(Records from a dataset)
--- Begin ---

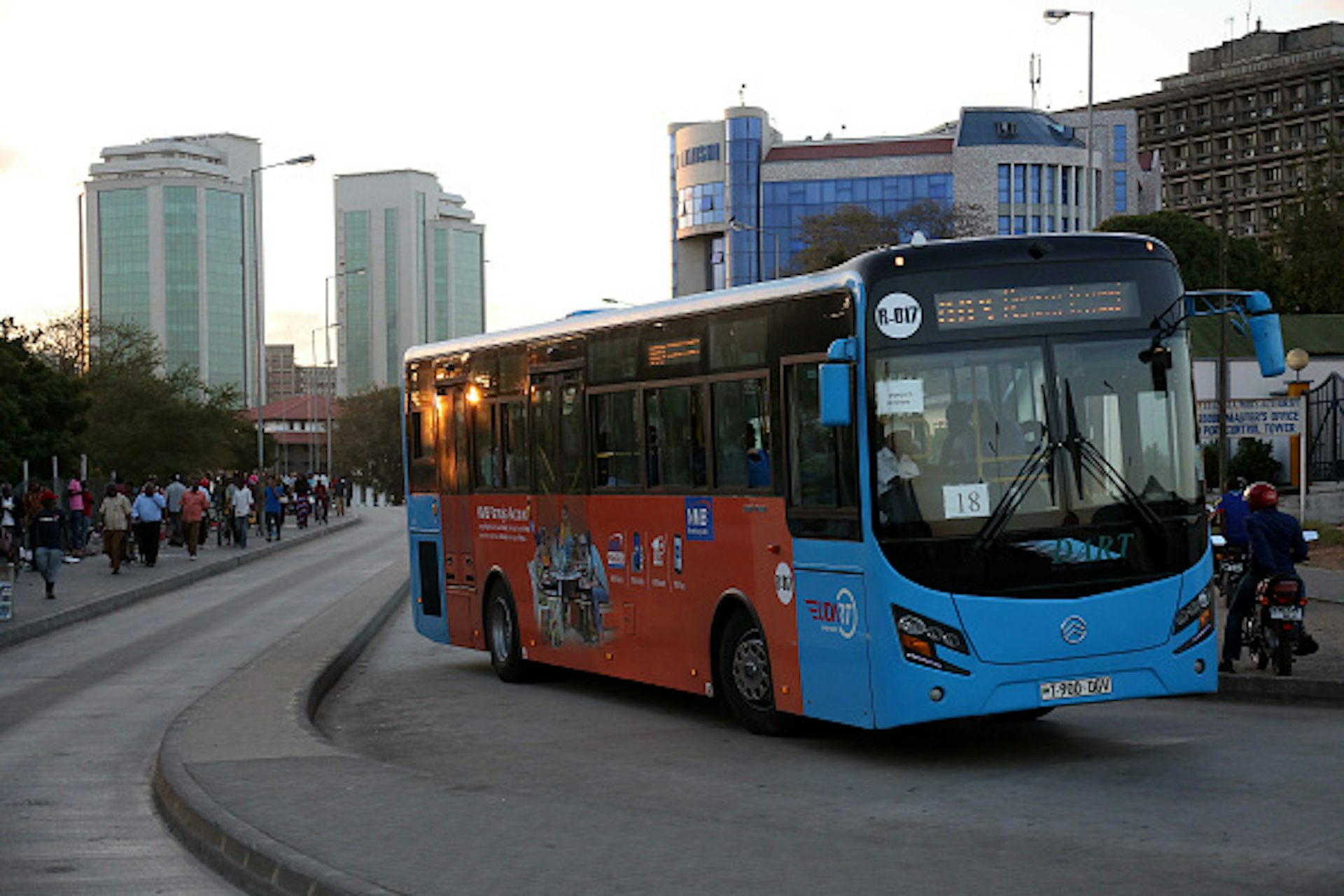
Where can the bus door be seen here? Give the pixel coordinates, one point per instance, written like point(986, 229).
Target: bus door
point(823, 512)
point(424, 503)
point(558, 461)
point(458, 570)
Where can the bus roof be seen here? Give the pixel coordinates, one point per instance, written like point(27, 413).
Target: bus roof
point(952, 253)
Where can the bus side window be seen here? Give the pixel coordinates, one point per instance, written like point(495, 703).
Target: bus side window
point(675, 444)
point(487, 448)
point(573, 460)
point(543, 437)
point(512, 416)
point(823, 461)
point(741, 434)
point(616, 440)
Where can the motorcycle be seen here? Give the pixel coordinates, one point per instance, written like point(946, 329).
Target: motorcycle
point(1273, 630)
point(1228, 567)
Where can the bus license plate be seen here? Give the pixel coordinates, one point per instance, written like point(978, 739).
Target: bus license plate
point(1074, 688)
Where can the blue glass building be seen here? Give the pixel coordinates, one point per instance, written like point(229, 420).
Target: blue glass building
point(741, 191)
point(168, 246)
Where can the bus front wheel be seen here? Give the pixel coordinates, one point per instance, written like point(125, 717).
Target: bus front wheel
point(503, 637)
point(745, 678)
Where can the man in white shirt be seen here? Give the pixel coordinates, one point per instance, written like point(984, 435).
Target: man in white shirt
point(242, 503)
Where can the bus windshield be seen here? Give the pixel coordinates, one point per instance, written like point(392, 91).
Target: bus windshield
point(1035, 465)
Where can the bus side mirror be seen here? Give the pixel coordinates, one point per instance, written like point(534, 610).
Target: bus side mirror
point(836, 402)
point(835, 394)
point(1269, 344)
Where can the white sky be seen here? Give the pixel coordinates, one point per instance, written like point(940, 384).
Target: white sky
point(549, 118)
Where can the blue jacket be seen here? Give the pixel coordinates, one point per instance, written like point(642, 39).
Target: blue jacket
point(1276, 542)
point(1234, 517)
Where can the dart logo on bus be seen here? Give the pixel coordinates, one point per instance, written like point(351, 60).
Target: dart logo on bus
point(839, 615)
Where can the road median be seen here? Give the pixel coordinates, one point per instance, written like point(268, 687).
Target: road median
point(54, 617)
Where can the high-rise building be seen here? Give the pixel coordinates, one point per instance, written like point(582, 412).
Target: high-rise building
point(168, 244)
point(739, 191)
point(414, 272)
point(1240, 131)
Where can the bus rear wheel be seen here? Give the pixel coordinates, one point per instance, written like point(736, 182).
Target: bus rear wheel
point(745, 678)
point(503, 637)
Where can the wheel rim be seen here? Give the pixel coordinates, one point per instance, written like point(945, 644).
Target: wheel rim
point(752, 669)
point(502, 630)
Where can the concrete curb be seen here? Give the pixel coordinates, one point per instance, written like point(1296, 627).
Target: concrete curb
point(1291, 691)
point(113, 602)
point(245, 856)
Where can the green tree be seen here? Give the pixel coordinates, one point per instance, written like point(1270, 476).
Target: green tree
point(1200, 250)
point(144, 421)
point(42, 407)
point(1310, 237)
point(369, 440)
point(851, 230)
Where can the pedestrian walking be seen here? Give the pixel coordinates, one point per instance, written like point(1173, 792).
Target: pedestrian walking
point(76, 498)
point(194, 505)
point(274, 508)
point(225, 511)
point(323, 501)
point(116, 523)
point(11, 528)
point(174, 496)
point(242, 505)
point(150, 510)
point(31, 507)
point(48, 530)
point(302, 505)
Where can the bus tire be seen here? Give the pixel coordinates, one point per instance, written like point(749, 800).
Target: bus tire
point(745, 678)
point(502, 636)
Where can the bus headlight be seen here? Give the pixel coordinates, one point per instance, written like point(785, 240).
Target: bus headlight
point(1200, 606)
point(1198, 610)
point(921, 636)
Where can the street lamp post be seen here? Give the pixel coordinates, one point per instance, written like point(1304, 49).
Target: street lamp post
point(1054, 16)
point(327, 346)
point(257, 316)
point(734, 225)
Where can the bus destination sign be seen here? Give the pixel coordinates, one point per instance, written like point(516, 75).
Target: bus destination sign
point(1014, 305)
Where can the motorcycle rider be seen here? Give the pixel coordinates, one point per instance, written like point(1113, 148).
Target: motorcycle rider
point(1233, 512)
point(1276, 543)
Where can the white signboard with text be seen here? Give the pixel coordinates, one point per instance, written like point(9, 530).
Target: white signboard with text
point(1253, 418)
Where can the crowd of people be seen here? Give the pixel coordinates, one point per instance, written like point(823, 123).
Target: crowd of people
point(41, 531)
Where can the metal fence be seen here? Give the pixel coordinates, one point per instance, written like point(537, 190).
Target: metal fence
point(1326, 453)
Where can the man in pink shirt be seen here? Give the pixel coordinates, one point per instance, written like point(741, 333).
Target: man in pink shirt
point(194, 505)
point(77, 520)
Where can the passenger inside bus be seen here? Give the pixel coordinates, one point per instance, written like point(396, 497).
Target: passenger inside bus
point(897, 470)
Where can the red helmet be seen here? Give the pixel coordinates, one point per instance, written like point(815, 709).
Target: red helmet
point(1261, 495)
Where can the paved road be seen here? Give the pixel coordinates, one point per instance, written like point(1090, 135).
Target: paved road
point(578, 783)
point(83, 713)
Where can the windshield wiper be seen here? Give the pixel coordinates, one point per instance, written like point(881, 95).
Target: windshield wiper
point(1042, 458)
point(1088, 456)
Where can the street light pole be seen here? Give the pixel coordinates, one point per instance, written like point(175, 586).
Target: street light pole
point(738, 226)
point(330, 382)
point(1054, 16)
point(257, 302)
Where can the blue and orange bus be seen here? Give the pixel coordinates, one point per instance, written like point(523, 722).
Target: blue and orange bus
point(942, 480)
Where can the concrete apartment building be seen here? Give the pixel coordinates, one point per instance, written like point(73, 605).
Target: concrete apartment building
point(1240, 131)
point(424, 272)
point(286, 378)
point(739, 190)
point(168, 246)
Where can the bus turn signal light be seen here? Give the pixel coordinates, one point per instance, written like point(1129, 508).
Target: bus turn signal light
point(921, 637)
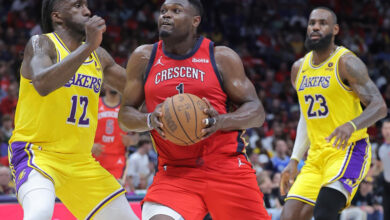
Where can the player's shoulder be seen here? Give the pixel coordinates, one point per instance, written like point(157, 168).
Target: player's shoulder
point(225, 55)
point(41, 41)
point(224, 51)
point(39, 44)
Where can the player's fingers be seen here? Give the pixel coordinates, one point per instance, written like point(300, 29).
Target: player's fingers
point(335, 143)
point(345, 142)
point(207, 102)
point(160, 131)
point(207, 132)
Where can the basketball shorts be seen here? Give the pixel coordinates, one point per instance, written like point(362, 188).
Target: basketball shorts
point(224, 187)
point(328, 165)
point(80, 182)
point(113, 163)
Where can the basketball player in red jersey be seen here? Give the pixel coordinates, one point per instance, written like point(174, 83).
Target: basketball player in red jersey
point(108, 148)
point(213, 175)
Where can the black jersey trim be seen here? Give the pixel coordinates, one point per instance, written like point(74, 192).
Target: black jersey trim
point(151, 61)
point(183, 57)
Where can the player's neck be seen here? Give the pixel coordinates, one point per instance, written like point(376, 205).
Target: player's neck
point(181, 47)
point(320, 56)
point(71, 39)
point(112, 101)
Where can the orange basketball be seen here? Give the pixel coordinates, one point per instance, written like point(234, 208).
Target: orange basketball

--- End ---

TASK GOAL >>
Copy all of the records above word for word, leaving out the pictures.

CORRECT OUTPUT >>
Where can the bus door be seen here? Give the pixel coordinates, one point per instance, written like point(986, 229).
Target: bus door
point(823, 512)
point(424, 503)
point(558, 461)
point(458, 570)
Where can the bus roof be seen here? Give the pixel coordinates, one point per instance, written like point(27, 413).
Target: bus roof
point(952, 253)
Where can the bus side window be seen here? Give the pixel coordinates, one point per instance, written like point(495, 703).
Target: bus side window
point(675, 444)
point(487, 448)
point(573, 460)
point(543, 437)
point(512, 416)
point(823, 461)
point(741, 434)
point(616, 440)
Where can the motorcycle be seen here? Give the pixel coordinates, one point per instance, written like point(946, 329).
Target: motorcycle
point(1273, 630)
point(1228, 567)
Where can the bus license plate be seen here? Give the pixel coordinates, one point per instance, written like point(978, 739).
Target: bus license plate
point(1074, 688)
Where can the blue glass building be seen here? Give the pixel coordinates, one point per instance, written like point(229, 420).
Target: blue glass building
point(741, 191)
point(168, 246)
Where can the bus front wheel be seen here? Give the pixel coordinates, one point per instance, written like point(125, 717).
Target: bus front wheel
point(503, 637)
point(745, 678)
Where can the man in white shirt be seen here? Give the pixel coordinates, one point per instance, written like point(984, 435).
Target: man in white shirt
point(242, 503)
Where can the bus windshield be seen here? Give the pixel coordinates, one point per instance, written like point(392, 91).
Target: bus windshield
point(1035, 465)
Where can the bus side mirror be seen here? Give the pixel coordinates, one point per instance, written like point(534, 610).
Target: bus side mirror
point(836, 402)
point(835, 394)
point(1269, 344)
Where can the white sky be seen here? Give the pixel coordinates, one point per instance, written like point(940, 384).
Target: white sky
point(549, 118)
Where can the blue jacket be seen here? Give the pixel coordinates, one point per instance, written like point(642, 39).
Target: blue jacket
point(1276, 542)
point(1234, 517)
Where can the dart logo on bus be seen here? Give the pixel coordinates, one point per instance, written like point(351, 60).
Target: dart logo on bus
point(839, 615)
Where can the road median be seen here? Give the pixel coordinates, one point per instance, written like point(268, 687).
Target: road median
point(54, 617)
Where can the high-rise building be seen here? Give the pixel coordinates, one point per instance, written like point(582, 412).
Target: high-rise building
point(168, 244)
point(739, 191)
point(414, 272)
point(1240, 131)
Where can the bus rear wheel be seen here? Give the pixel coordinates, one point per instance, written like point(736, 182).
Target: bus rear wheel
point(745, 678)
point(503, 637)
Where can the wheel rim be seen here? Give the pixel coordinates, one point per instance, written like point(945, 644).
Target: wheel rim
point(752, 669)
point(502, 630)
Where can the concrete curb be seen here? Give the pixel coordinates, one point per instance, written like point(1296, 627).
Target: concrete curb
point(1291, 691)
point(113, 602)
point(245, 856)
Where can the green tree be seen here? Give the pixel coordinates, one point per instance, written like point(1270, 476).
Target: green tree
point(1200, 250)
point(144, 421)
point(42, 407)
point(1310, 237)
point(369, 440)
point(851, 230)
Where can the pedestrian walking be seen here? Give the pixel coordinates, one point per instance, written like point(1173, 792).
Target: pedestrian walking
point(76, 498)
point(194, 505)
point(274, 508)
point(225, 511)
point(323, 501)
point(116, 523)
point(11, 528)
point(174, 496)
point(242, 505)
point(150, 510)
point(31, 507)
point(48, 530)
point(302, 505)
Where can the bus tire be seen here? Give the pixel coordinates, one point per instance, written like point(749, 800).
Target: bus tire
point(745, 678)
point(502, 636)
Where can the bus headlight be seen here? Give the pixel coordinates, one point per instance, written like point(785, 240).
Target: bus headlight
point(1200, 606)
point(1198, 610)
point(921, 636)
Where can the street lamp post be seen here? Give the pixel coordinates, one point per instance, written like point(1304, 49).
Target: street lamp post
point(1054, 16)
point(327, 346)
point(257, 316)
point(734, 225)
Where can the bus destination sign be seen here? Give the pixel coordinates, one point per instance, written like point(516, 75).
Target: bus destination sign
point(1014, 305)
Where can the motorcycle rider be seen here? Give the pixel coordinates, one point per instance, written like point(1113, 148).
Target: motorcycle rider
point(1233, 512)
point(1276, 543)
Where can the white signboard with text be seen here? Give the pixel coordinates, one point per instance, written like point(9, 530).
Target: white signboard with text
point(1253, 418)
Where can the crowd of people be seen here? Give the pixel coordinates, one point per instance, written like point(823, 123).
Target: crowd of people
point(41, 531)
Where can the metal fence be seen here? Give the pixel coordinates, one point per instance, written like point(537, 190).
Target: metal fence
point(1326, 453)
Where can the man in pink shirt be seen here? Give the pixel coordinates, one point per instance, written like point(741, 333).
Target: man in pink shirt
point(194, 505)
point(77, 520)
Where can the passenger inside bus be seen here? Give the pixel coordinates, one point per instance, written like point(396, 497).
Target: passenger inside bus
point(897, 470)
Where can the red helmet be seen here? Give the pixel coordinates, one point per instance, written like point(815, 709).
Target: red helmet
point(1261, 495)
Where can the paved road be seen here? Give the pixel coordinates, one point per instance, written like point(1090, 135).
Target: paved road
point(578, 783)
point(83, 713)
Where can the windshield wiper be seen here? Give the pixel coordinates, one point per instance, written like point(881, 95).
Target: windshield wiper
point(1042, 458)
point(1088, 456)
Where can the street light pole be seen here? Give the pixel coordinates, one point per instance, written like point(175, 586).
Target: street light pole
point(738, 226)
point(330, 382)
point(1054, 16)
point(257, 302)
Where can the blue and orange bus be seen here? Give the pixel coordinates, one point per instance, written like point(523, 722).
Target: blue and orange bus
point(942, 480)
Where can the concrete apartment building be seen here? Give the pixel coordinates, one point per instance, written like point(73, 605).
Target: concrete apartment building
point(1240, 131)
point(424, 272)
point(286, 378)
point(739, 190)
point(168, 246)
Where can the bus turn signal light be seen here? Give the pixel coordinates, one point per instance, written like point(1129, 508).
Target: bus turn signal light
point(921, 637)
Where can the player's shoulder be seen here? Give the pixel coordinates, one point per instance, written like point(157, 168).
Target: player's shoulder
point(225, 55)
point(41, 41)
point(224, 51)
point(39, 44)
Where can the player's fingers be seen here? Give the pixel coordinates, one point per instance, written like point(300, 29).
Target: player's fingers
point(335, 143)
point(345, 142)
point(207, 102)
point(160, 131)
point(207, 132)
Where can the basketball shorts be seen here? Give the pixel coordinates, one point per instance, written like point(362, 188).
Target: basketball shorts
point(224, 187)
point(328, 165)
point(80, 182)
point(113, 163)
Where can the basketball player in red jersey be seen here? Give the pixel coordinates, one point per instance, written like point(174, 83).
Target: basketball player in red jersey
point(108, 148)
point(213, 175)
Where can the black jersey trim be seen here? Give the pixel coordinates, one point per instance, written like point(74, 192).
Target: black jersey trim
point(151, 61)
point(183, 57)
Where can the player's neck be seen here? Give the pixel coordinates, one point per instance, written like point(376, 205).
Target: player's neck
point(181, 47)
point(320, 56)
point(71, 39)
point(112, 101)
Where can the orange basketball be seen here? Give the pixel coordinates, one point per instance, written like point(234, 208).
Target: orange basketball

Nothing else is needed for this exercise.